Your task: What lines of the data below hold the string "long"? Copy each one out.

(Stored data entries)
+ + + + +

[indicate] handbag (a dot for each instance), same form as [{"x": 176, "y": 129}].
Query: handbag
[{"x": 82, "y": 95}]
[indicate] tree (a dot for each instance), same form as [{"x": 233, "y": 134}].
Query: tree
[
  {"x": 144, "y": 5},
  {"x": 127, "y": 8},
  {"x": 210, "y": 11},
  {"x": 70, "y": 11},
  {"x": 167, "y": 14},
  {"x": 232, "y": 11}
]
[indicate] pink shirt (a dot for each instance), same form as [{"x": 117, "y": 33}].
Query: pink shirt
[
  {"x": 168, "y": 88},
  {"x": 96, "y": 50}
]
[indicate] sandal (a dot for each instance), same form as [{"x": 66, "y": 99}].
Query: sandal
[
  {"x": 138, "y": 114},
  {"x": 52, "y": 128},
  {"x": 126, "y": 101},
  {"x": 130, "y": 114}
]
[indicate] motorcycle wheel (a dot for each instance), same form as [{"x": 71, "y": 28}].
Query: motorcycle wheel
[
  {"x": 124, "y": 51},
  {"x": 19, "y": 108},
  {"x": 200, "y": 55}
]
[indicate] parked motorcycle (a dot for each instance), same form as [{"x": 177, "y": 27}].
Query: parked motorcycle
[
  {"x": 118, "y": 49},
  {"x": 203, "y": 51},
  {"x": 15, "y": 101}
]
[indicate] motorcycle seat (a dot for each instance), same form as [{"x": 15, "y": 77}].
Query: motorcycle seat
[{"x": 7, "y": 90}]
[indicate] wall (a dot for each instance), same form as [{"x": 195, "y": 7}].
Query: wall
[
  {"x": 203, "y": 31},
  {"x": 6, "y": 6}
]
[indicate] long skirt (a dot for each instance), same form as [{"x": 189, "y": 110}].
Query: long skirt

+ + + + +

Response:
[indicate] long skirt (a dot for each instance), same form as [{"x": 189, "y": 110}].
Query: long skirt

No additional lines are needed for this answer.